##### Data for the task #####

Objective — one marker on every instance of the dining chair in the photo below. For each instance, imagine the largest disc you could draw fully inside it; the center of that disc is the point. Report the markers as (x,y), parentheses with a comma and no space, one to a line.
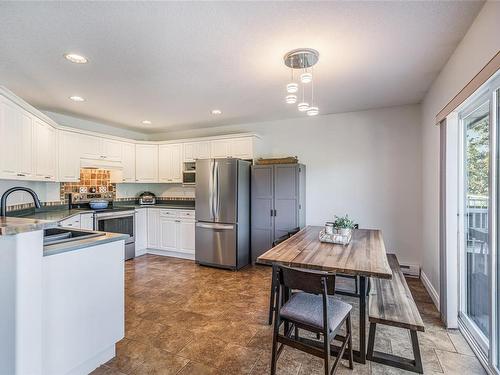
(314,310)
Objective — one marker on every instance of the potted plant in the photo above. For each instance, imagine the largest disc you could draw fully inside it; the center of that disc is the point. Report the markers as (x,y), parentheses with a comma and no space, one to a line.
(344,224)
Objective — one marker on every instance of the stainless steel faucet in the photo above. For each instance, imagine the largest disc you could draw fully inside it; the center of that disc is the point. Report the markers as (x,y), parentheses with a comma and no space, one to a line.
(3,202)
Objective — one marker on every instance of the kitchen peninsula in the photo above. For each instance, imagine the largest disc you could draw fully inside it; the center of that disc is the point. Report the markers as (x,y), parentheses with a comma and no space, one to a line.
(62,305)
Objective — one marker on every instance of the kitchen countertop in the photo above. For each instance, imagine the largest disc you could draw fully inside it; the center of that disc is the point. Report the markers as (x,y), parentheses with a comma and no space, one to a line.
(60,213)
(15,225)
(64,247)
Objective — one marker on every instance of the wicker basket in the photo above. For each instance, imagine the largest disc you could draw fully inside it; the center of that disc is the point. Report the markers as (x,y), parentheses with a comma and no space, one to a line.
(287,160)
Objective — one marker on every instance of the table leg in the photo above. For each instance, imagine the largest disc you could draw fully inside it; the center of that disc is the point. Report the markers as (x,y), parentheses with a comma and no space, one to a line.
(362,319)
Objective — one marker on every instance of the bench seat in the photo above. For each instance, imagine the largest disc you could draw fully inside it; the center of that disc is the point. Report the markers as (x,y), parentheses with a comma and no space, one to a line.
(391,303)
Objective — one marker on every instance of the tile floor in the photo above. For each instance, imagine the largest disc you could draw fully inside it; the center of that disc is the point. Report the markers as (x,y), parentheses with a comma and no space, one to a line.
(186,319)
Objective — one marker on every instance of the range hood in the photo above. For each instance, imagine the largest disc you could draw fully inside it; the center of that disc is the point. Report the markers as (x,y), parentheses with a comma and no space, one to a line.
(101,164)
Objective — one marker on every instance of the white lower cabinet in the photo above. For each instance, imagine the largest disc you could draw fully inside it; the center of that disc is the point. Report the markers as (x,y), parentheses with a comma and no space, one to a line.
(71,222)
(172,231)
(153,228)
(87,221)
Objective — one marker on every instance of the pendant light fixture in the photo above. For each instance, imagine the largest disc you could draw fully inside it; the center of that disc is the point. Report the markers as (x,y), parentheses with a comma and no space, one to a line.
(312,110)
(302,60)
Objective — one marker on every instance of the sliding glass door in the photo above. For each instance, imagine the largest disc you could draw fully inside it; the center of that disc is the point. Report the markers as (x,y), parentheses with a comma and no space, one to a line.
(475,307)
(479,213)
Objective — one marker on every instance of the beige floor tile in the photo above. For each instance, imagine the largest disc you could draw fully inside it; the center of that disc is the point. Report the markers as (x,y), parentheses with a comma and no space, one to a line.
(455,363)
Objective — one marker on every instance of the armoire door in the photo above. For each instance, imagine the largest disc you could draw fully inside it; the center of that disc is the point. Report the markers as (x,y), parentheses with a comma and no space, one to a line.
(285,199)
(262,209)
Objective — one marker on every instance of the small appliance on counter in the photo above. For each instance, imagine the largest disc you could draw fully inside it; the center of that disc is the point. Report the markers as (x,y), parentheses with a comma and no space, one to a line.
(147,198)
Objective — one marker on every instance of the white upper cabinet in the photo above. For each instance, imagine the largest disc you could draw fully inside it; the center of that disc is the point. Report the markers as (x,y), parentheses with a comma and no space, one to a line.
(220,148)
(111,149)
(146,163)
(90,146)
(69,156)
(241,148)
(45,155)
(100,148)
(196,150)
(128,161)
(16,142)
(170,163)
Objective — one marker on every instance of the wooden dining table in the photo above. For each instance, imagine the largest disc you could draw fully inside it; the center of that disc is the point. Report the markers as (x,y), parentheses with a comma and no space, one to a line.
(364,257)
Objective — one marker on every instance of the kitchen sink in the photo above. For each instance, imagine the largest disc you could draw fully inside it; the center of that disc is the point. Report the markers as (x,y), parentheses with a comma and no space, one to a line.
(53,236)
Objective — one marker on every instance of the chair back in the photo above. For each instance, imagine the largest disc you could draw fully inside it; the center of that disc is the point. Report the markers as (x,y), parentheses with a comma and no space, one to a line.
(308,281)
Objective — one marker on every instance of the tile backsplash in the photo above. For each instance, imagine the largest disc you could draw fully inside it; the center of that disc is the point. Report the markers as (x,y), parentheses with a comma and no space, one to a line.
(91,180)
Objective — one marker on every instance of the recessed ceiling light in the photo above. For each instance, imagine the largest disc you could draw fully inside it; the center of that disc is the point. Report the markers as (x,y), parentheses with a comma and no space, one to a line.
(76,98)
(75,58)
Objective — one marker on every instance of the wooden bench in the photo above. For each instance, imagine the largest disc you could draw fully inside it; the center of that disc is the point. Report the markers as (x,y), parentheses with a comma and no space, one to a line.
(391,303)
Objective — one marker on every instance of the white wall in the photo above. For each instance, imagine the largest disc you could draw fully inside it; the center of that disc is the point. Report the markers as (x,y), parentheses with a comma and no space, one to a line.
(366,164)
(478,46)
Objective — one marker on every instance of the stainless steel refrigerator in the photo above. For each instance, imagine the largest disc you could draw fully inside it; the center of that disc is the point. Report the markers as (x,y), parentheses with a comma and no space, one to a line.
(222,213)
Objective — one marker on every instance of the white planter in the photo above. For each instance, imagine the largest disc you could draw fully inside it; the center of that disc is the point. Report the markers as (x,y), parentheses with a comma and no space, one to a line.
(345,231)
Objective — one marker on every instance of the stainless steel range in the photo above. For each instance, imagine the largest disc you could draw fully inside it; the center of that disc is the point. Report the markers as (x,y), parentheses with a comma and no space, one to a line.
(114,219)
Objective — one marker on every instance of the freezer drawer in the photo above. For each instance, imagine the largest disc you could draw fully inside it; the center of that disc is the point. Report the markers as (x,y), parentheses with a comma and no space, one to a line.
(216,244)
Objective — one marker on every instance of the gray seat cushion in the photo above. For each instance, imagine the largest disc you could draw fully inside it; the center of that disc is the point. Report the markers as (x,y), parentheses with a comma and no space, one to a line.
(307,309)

#####

→ Your task:
Set down the records above exactly, leaving out pictures.

→ Answer for this exercise:
Objective — one marker on every instance of the dining chair in the photo below. For each instance, imagine the largest disc you could draw fully inside it; the center of that disc is the point. Report the markers as (x,y), parentheses with a comma and no space, one to a line.
(314,310)
Objective — one marker on every instance of the potted plant in the photo above. For each instance, imagine the largest disc you could draw fully inside it; the center of that disc is the point. Report the markers as (x,y), parentheses with a comma and no space, one to a line.
(344,224)
Objective — one marker on every instance of the stainless steel faucet in the photo above. For each instance, imagine the largest disc you could draw fully inside it; the center of that disc is the point. Report the markers as (x,y), parentheses with a comma and no space, one to a line.
(3,202)
Objective — one marker on every instance of the kitchen peninsula in the photo above. For each instance, imagine the largest disc you could draw fully inside it; the center of that disc is the point. Report the markers as (x,y), parentheses with a comma and no space, one to a line.
(62,305)
Objective — one marker on every instance of the kitchen countertop in the photo above. For each instance, imagine the largest disc you could draw fully inside it; the center of that disc is the point. Report the markers as (x,y), parentheses with a comma and no space, one to a line.
(60,213)
(15,225)
(64,247)
Objective — one marker on every instance of the wicker basket in the photo above. For each instance, imagine the largest disc you could draw fully inside it; the center of that disc is the point. Report the markers as (x,y), parentheses with a comma and no space, one to a line.
(287,160)
Objective — one marker on every instance of the table leg in the photo above. For each instance, imagine the largest disc you could draw fully inside it; the center of that disc is the point. Report the markers as (x,y), parentheses with a comma and no space, one to a line.
(362,319)
Objective — one marker on every instance of the bench seat in the photo above. For each instance, imagine the largest disc you could draw fully inside it; the center of that disc is the point. Report the markers as (x,y), parentheses with a comma and no space, one to a line.
(391,303)
Objective — one marker on every instance of the tile floor in the photo above. For each instance, imagine the largest disc you could draw fully inside it; the center of that disc is the point. Report the markers as (x,y), parentheses with a comma and no space, one to a line.
(186,319)
Objective — one marker on every instance of the range hood in the photo above. For each instance, imagine the largest disc you could draw fully inside it; the center of that disc is the point. Report the markers as (x,y), parentheses with a comma and no space, one to a line.
(101,164)
Objective — one marker on every instance of the white lower cabinet in the photo above. For each instance, imagine the largest disc you could draw fully inside it; the center of that disc is the point. Report the markers as (x,y), parentheses with a comma and no space, one to a line.
(71,222)
(172,231)
(153,228)
(87,221)
Objective — one marker on every instance of the pendant light fixture in the photo above. For each instance, imagine the largest disc you could draw fully inside it; the center of that disc is the point. Report the markers as (x,y), parentheses with a comma and no space, one to a line.
(312,110)
(302,60)
Objective — one marker on every instance of the sliding glass door in the photo above. For each instance, imagine the largest disc you could draw fully inside it; the center of that disc is the point. Report the markers as (x,y), parentheses with a comma and no space, one to a line.
(475,307)
(479,213)
Objective — one marker on every instance of the beige floor tile in the photo above. For each instance, imagine the largest disc you could draw fully inside it; the center of that disc is the point. Report the markers as (x,y), parentheses with a comma and no space, one to a line.
(455,363)
Objective — one marker on every instance of the armoire door in the photo above. For each instance, imagine the largest disc you could draw fully inside it; the center of that disc is the point. Report the markers as (x,y), parentheses with a comma and no space, one to a line.
(285,199)
(262,209)
Objective — one marker on every instance of the small appliance on counter in the photo above. For each instance, imagine the largest disc you could draw fully inside it; the center of that disc is the point. Report the markers as (x,y), parentheses with a comma and no space, one to a line.
(147,198)
Objective — one marker on every instance of the white upper cabinet in the photo above. For each instance, imagine the largest disc you could draw fully inside it; the center of that disc is the point. Report the markers as (x,y), parentheses with a comma and no space, one to a line.
(220,148)
(111,149)
(146,163)
(90,146)
(69,156)
(241,148)
(45,155)
(100,148)
(196,150)
(128,161)
(16,142)
(170,163)
Objective — one marker on every instance of the wooden dining table in the photo above. For each instance, imagine the largest disc you could draw fully inside it; the center of that disc is the point. Report the markers as (x,y), parentheses with a comma and no space, one to a line.
(364,257)
Objective — one marker on every instance of the kitchen sink in the photo above. For each instance, imagine the largest disc you could draw fully inside it; the center of that disc is the point. Report the markers as (x,y), parentheses with a comma and no space, one to a line.
(53,236)
Objective — one marker on every instance of the chair back in the photo above. For each instance, imagine the largest disc you could draw fully inside it; the center of that disc is the point. Report the markers as (x,y), parentheses with a comma and no space, one to a line.
(308,281)
Objective — one marker on every instance of the tile backsplash in the photo above. For each instance, imagine the largest disc you could draw fully inside it; the center of that disc is the point. Report the markers as (x,y), parentheses with a comma and no space, one to a line.
(91,180)
Objective — one marker on every instance of the recessed ceiling light in the photo above. For each instance, imagine the largest disc you could draw fully inside it; the center of that disc is the point. Report the markers as (x,y), parentheses with a comma and no space, one to a line.
(76,98)
(75,58)
Objective — one marker on every instance of the wooden bench in the photo above. For each instance, imagine the largest disc you could draw fully inside it; the center of that disc is the point. Report the markers as (x,y), parentheses with a comma and no space, one to a line.
(391,303)
Objective — one marker on every instance of the white wall in the photo above. For each instance, imagine the largest disc you could draw fully inside it; the center of that disc is the point. Report the markers as (x,y), parentheses with a comma and no space, one to a line.
(366,164)
(478,46)
Objective — one marker on every instance of the stainless steel refrigerator in the photo above. For each instance, imagine the largest disc you could draw fully inside it; the center of that disc is the point. Report the markers as (x,y), parentheses with a comma and no space, one to a line.
(222,213)
Objective — one marker on every instance of the white planter in the photo above. For each instance, imagine the largest disc you could draw fully inside it; the center of that disc is the point. Report the markers as (x,y), parentheses with a comma and no space, one to a line.
(345,231)
Objective — one marker on every instance of the stainless steel range in the photo above. For each instance, imagine the largest disc you could draw fully inside it; the center of that disc is the point. Report the markers as (x,y), parentheses with a comma and no space, one to a line.
(114,219)
Objective — one marker on every instance of the freezer drawer in the photo above. For each instance, imagine the largest disc you could draw fully inside it; the center of that disc is the point. Report the markers as (x,y), parentheses with a comma and no space, one to a line.
(216,244)
Objective — one marker on every instance of the gray seat cushion in the photo above. For each instance, imagine the largest disc you could draw fully inside it; the center of that disc is the point. Report the markers as (x,y), parentheses with a comma and no space, one to a line.
(307,309)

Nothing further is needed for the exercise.